Furthermore the Board believes that Barr's long experience of managing and growing branded soft drinks in both the carbonates and still juice drinks segments of the soft drinks market will enable Barr to further enhance the growth potential of the Rubicon brand in the future. The Acquisition is also expected to deliver long term value to shareholders through the opportunity for enhanced sales of the Rubicon brand through a combination of improved distribution and geographical expansion of Rubicon's products through access to Barr's broader route to market and distribution capability in the UK


The Acquisition excludes the brand rights outside of the European Union other than certain neighbouring states including the Russian Federation.

DIRECTIONS:
1/ Summarize the passage on Barr's acquisition of the Rubicon brand in two sentences.
2/ Write the next part of the passage on Barr's acquisition of the Rubicon brand, picking up after its final sentence.

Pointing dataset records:
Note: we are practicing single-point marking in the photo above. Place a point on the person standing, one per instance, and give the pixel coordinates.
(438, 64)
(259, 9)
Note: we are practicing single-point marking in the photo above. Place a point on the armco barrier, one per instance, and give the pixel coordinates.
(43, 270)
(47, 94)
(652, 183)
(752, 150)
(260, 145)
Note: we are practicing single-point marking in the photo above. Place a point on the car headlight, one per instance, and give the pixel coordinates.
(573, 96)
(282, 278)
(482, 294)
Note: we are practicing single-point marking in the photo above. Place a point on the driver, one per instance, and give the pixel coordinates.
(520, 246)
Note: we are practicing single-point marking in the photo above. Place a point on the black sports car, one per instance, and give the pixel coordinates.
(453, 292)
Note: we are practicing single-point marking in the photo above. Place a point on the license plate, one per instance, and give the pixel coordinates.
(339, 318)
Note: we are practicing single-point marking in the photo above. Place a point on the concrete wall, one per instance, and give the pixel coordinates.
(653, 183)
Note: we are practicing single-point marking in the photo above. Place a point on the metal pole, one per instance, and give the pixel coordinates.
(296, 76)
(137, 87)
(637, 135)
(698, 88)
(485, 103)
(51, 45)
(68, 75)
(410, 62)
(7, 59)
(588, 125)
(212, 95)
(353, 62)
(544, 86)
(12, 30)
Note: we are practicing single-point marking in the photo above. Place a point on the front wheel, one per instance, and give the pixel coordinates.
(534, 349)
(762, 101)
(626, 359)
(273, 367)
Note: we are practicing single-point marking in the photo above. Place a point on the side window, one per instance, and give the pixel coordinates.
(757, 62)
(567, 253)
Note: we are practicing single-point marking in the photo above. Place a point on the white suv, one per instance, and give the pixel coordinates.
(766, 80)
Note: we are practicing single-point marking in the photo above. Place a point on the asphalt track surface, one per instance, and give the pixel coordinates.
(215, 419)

RESPONSES:
1/ The Board believes Barr's long experience with branded carbonates and still juice drinks will let it further enhance the Rubicon brand's growth potential, and the Acquisition is expected to deliver long-term shareholder value through improved distribution and geographical expansion using Barr's broader route to market and distribution capability in the UK. The Acquisition excludes brand rights outside the European Union, apart from certain neighboring states including the Russian Federation.

2/
Further information on Rubicon

The Rubicon business was established in 1981 by Naresh Nagrecha and Vishram Vekaria. Rubicon is a UK based manufacturer and distributor of branded exotic still and carbonated juice drinks employing approximately 97 people. With offices in Wembley, North Londonand a dedicated manufacturing facility at Tredegar, Gwent, the business also supplements its own manufacturing capability through co-manufacturing agreements. Rubicon's carbonated drinks have been manufactured by Barr under a co-manufacturing arrangement over the last 20 years. As such, Rubicon and Barr have developed a close relationship over this period, during which time Barr has gained a good working knowledge of the Rubicon brand and Rubicon's wider business.


Barr has, simultaneous to the Acquisition, also agreed to acquire the freehold of the current production facility used by Rubicon at Tredegar for a consideration of approximately £1.25 million.


Rubicon's products are primarily sold in the UK. Rubicon's predominant route to market is via the wholesale cash and carry channel serving the impulse and convenience store market in LondonIn recent years, good progress has also been made by Rubicon in selling its products through larger multiple retailers on a national basis, with this sector representing approximately 19 per cent. of sales in the year ended 31 December 2007.  


The still and juice drinks category accounted for retail sales in the UK of £1.67 billion in 2007 and has shown strong growth rates in recent years, having grown in retail value terms by approximately 37.4 per cent. between 2003 and 20072.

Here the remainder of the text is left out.